Contour labeling entries

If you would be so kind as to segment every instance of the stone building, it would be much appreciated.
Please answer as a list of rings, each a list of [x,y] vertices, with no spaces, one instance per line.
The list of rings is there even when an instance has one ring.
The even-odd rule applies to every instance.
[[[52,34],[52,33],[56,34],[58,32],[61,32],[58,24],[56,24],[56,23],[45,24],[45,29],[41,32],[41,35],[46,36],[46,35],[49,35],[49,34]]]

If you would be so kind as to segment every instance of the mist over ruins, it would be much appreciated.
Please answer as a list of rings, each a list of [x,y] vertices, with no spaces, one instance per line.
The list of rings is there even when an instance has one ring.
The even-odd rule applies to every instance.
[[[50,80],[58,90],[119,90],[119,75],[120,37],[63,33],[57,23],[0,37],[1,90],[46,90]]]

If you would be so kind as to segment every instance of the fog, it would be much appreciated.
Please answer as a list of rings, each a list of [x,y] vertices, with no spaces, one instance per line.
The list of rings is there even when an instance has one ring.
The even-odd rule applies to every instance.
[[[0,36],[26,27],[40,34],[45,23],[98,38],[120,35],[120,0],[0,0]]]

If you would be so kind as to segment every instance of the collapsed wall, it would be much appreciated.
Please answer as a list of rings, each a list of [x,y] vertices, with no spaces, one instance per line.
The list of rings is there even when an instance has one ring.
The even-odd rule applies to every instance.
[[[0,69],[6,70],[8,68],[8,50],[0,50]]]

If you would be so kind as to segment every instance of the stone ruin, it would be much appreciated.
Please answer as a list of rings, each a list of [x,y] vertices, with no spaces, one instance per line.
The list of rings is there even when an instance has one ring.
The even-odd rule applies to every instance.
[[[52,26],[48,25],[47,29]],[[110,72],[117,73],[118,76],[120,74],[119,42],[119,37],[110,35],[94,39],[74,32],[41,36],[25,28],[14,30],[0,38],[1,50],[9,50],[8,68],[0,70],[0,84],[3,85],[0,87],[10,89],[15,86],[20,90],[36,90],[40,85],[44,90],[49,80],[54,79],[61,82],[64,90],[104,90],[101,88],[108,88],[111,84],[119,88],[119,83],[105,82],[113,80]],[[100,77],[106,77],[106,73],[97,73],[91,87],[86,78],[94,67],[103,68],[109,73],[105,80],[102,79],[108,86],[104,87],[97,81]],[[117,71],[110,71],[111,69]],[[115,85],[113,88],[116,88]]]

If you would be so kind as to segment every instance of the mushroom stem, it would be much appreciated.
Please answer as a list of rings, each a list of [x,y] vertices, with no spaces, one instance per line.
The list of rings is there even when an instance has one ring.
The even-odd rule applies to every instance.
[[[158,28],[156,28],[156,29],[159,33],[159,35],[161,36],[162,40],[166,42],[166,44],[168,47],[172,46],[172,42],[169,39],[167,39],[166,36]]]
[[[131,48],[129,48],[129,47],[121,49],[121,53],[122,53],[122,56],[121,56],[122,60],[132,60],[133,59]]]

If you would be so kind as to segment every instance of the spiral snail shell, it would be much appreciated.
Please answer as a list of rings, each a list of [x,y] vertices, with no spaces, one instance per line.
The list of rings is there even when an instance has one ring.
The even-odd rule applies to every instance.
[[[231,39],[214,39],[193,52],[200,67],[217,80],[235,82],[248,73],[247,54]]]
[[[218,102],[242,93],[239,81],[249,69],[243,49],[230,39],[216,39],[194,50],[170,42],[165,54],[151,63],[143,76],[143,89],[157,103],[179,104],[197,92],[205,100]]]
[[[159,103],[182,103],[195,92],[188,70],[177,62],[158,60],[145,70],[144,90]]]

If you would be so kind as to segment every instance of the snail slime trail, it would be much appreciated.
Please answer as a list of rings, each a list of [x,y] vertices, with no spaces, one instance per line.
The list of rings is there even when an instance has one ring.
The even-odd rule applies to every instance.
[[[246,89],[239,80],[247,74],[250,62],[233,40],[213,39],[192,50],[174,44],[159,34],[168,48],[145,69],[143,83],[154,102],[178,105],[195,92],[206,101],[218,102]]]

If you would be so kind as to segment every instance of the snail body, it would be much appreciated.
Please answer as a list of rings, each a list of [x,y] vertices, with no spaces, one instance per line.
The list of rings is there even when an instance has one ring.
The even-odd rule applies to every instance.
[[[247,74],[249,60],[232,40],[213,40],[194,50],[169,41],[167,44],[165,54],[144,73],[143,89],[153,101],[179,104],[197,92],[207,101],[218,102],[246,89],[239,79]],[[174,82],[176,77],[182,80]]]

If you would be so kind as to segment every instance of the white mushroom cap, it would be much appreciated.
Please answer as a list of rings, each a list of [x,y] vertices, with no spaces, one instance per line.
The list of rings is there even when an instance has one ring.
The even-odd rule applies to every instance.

__Task directions__
Please write out all of the records above word for word, leaving nothing out.

__Solution__
If you would be so kind as to segment every instance of the stone building, it would be much appreciated.
Please answer as a list of rings, each a list of [x,y] vertices, with no spaces, one instance per line.
The list of rings is there even when an instance has one ring.
The even-odd rule applies to every instance.
[[[52,34],[52,33],[56,34],[58,32],[61,32],[58,24],[56,24],[56,23],[45,24],[45,29],[41,32],[41,35],[46,36],[46,35],[49,35],[49,34]]]

If you would be so kind as to segment every instance of the mist over ruins, it would be much appreciated.
Please answer as a list of rings, each a list of [x,y] vertices, with no spaces, one instance per line.
The list of rings is there even when an instance has one ring.
The even-odd rule applies to every instance.
[[[50,80],[58,90],[119,90],[119,75],[120,37],[63,33],[57,23],[0,37],[1,90],[46,90]]]

If you would be so kind as to segment every instance of the fog, it would be much appreciated.
Please answer as a list of rings, each a list of [x,y] vertices, with no spaces, one instance per line.
The list of rings is there even when an instance has one ring.
The even-odd rule applies to every instance.
[[[0,36],[26,27],[40,34],[45,23],[98,38],[120,35],[120,0],[0,0]]]

If you would be so kind as to segment every instance of the collapsed wall, it would be much appreciated.
Please answer as a list of rings, each a list of [x,y] vertices, with no spaces, one instance per line.
The list of rings is there even when an instance has one ring.
The even-odd rule applies to every instance.
[[[0,69],[6,70],[8,68],[8,50],[0,50]]]

If you would be so kind as to segment every instance of the stone ruin, it would be much appreciated.
Please answer as a list of rings, each a list of [x,y] vertices, with no spaces, one instance per line.
The list of rings is there even when an instance has one ring.
The even-odd rule applies to every instance.
[[[52,26],[48,25],[47,29]],[[110,72],[117,73],[118,76],[120,74],[119,42],[119,37],[110,35],[94,39],[74,32],[41,36],[25,28],[14,30],[0,38],[1,50],[9,50],[8,68],[0,70],[0,84],[3,85],[0,87],[10,89],[15,86],[20,90],[36,90],[40,85],[44,90],[49,80],[54,79],[61,82],[64,90],[104,90],[101,88],[108,88],[111,84],[119,88],[119,83],[105,82],[113,80]],[[100,77],[106,77],[106,73],[97,73],[91,87],[86,78],[94,67],[103,68],[109,73],[105,80],[102,79],[108,86],[104,87],[97,81]],[[117,71],[110,71],[111,69]],[[115,85],[113,88],[116,88]]]

If you would be so kind as to segment every instance of the mushroom stem, it would be much appreciated.
Please answer as a list of rings, each a list of [x,y] vertices, with no spaces, one instance per line.
The list of rings is there even when an instance has one ring.
The even-odd rule applies to every instance.
[[[158,28],[156,28],[156,29],[159,33],[159,35],[161,36],[162,40],[166,42],[166,44],[168,47],[172,46],[172,42],[169,39],[167,39],[166,36]]]
[[[131,48],[129,48],[129,47],[121,49],[121,53],[122,53],[122,56],[121,56],[122,60],[132,60],[133,59]]]

If you would be so kind as to segment every instance of the spiral snail shell, it would be much appreciated.
Please answer as a list of rings, each a list of [x,y] vertices, with no spaces, one instance per line.
The list of rings is there even when an instance has one ring.
The even-odd rule applies to every instance.
[[[231,39],[214,39],[193,52],[200,67],[217,80],[235,82],[248,73],[247,54]]]
[[[218,102],[242,93],[239,81],[249,69],[243,49],[230,39],[216,39],[194,50],[170,42],[165,54],[151,63],[143,76],[143,89],[157,103],[179,104],[197,92],[205,100]]]
[[[159,103],[182,103],[195,92],[188,70],[177,62],[158,60],[145,70],[144,90]]]

If you would be so kind as to segment every instance of the snail slime trail, it would be much appreciated.
Please answer as a list of rings, each a list of [x,y] vertices, with no spaces, one instance per line.
The list of rings is there even when an instance has one ring.
The even-odd rule applies to every instance.
[[[246,89],[239,80],[247,74],[250,62],[233,40],[213,39],[192,50],[174,44],[159,34],[168,48],[145,69],[143,83],[154,102],[178,105],[195,92],[206,101],[218,102]]]

If you would be so kind as to segment every instance of the snail body, it would be much appreciated.
Please answer as a list of rings, each a list of [x,y] vertices, with no spaces, one instance per line.
The list of rings is there even when an instance has one ring.
The even-odd rule applies to every instance.
[[[247,74],[249,60],[232,40],[213,40],[194,50],[169,41],[167,44],[165,54],[144,73],[143,89],[153,101],[179,104],[197,92],[207,101],[218,102],[246,89],[239,79]],[[174,82],[176,77],[182,80]]]

If you would be so kind as to segment every instance of the white mushroom cap, it would be much appreciated.
Please answer as a list of rings, each a list of [x,y] vertices, with no spaces, one instance per line.
The list of rings is there even when an instance has one ring.
The even-odd rule applies to every instance.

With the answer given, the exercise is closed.